* Written instruction 1 *
Reproduce the part of the Netziv passage that begins at the words "The Netziv, as" and ends after the words "its most pernicious.".
* Written instruction 2 *
Carry on the passage about the Netziv, starting after its last sentence.

======== Text extract ========

It is so bitterly ironic, and another sign of our sad golus, that this lost soul proudly traces his lineage to the holy Netziv and believes that he can admonish the “ultra-Orthodox” about how they should be leading their lives.
It does not diminish the Netziv in any way to note that “Kol Yisroel areivim zeh bazeh” is not a Volozhiner concept, but one that is Biblical in nature and native to all Torah observant Jews. It does not minimize the greatness of the Netziv to note that ultra-Orthodox Jews would love nothing more than reaching out to their wayward brethren to return them to the fold, if only they were receptive.
The Netziv, as did all the leading rabbinic figures of the time, relentlessly battled the Maskilim who not only fought to introduce secular subjects into Volozhin but had the audacity to recruit government authorities to bolster their demands. Rather than surrender his principles, the Netziv closed the yeshiva, an act which he wrote at the time so devastated him he was afraid it would lead to his death. To even suggest that the Netziv looked benevolently upon those evil-doers who created so much havoc is historical revisionism at its most pernicious.

======== Excerpted data ========

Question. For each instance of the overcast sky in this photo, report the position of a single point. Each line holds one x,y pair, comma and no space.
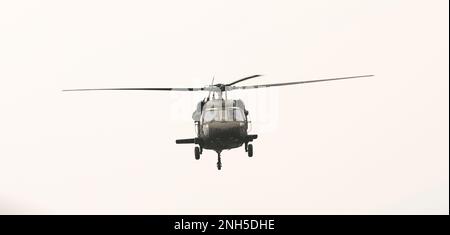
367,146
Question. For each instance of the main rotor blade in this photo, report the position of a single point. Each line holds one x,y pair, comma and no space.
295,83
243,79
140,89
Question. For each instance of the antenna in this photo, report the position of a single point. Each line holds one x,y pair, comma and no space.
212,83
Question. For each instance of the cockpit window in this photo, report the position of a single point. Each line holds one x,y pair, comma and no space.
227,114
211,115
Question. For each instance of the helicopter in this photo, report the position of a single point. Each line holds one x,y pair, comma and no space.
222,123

========
======== Excerpted data ========

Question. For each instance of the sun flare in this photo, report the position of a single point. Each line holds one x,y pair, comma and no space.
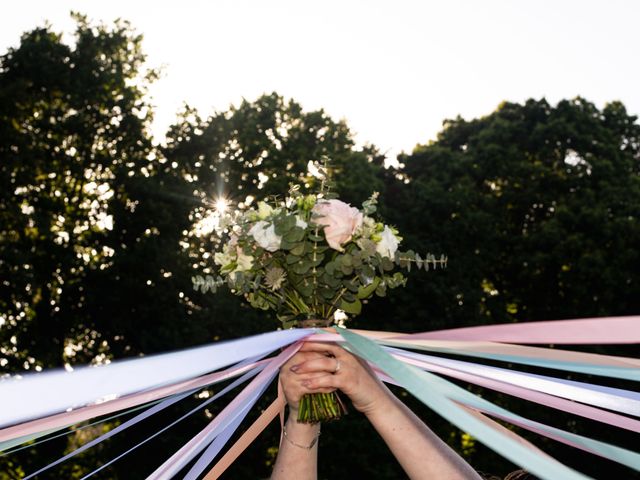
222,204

========

* Task answer 1 *
The Netziv, as did all the leading rabbinic figures of the time, relentlessly battled the Maskilim who not only fought to introduce secular subjects into Volozhin but had the audacity to recruit government authorities to bolster their demands. Rather than surrender his principles, the Netziv closed the yeshiva, an act which he wrote at the time so devastated him he was afraid it would lead to his death. To even suggest that the Netziv looked benevolently upon those evil-doers who created so much havoc is historical revisionism at its most pernicious.

* Task answer 2 *
It was one of the oft-repeated canards of the Maskilim who hounded the Netziv to the point where his health broke down, that the rabbis were indifferent to the welfare of the Jewish community outside of their own narrow circle. It was so often repeated that even people who benefited from their chesed began to believe it. People like my great-grandfather, Rav Yaakov Haleivi Lipschutz zt”l of Kovno, devoted themselves to foiling the Maskilim’s schemes and to refuting their lies and distortions. They sought with all their strength to return kavod haTorah to the pedestal upon which it belonged.
Despite the best efforts of Mr. Halkin’s great-grandfather and mine, the Haskalah infiltrated the yeshivos of Lita and extracted many korbanos, The Netziv towered over Volozhin for decades, sleeping but a couple hours a night while serving as a bulwark of spiritual strength in the Volozhiner bais medrash, which pulsated with Torah 24 hours a day. He encouraged the talmidim to grow in Torah and showed them the path to leadership and greatness. A father to thousands of talmidim, it would be hard to exaggerate his impact on Jewry.
But a grandson who has strayed far from Volozhin has tried to doctor up the Netziv to fit his own image—an image antithetical to the principals the Netziv lived and died for. Halkin measures this Torah giant’s legacy by the Bialiks and Berdichevkys who drifted tragically far from their spiritual moorings, trading in nitzchiyus for temporal fame in this world.
Ultra-Orthodox Jews recognize more than anyone else the vacuum that could be filled by the Netziv were he to return today. But we have no use for the hollow doctrines of Haskalah that have caused the spiritual demise of whole sections of Klal Yisroel.
Modern Orthodoxy— From A Renegade’s Perspective
That leads us to an article in the New York Times Magazine which has aroused much angst in the Modern Orthodox world.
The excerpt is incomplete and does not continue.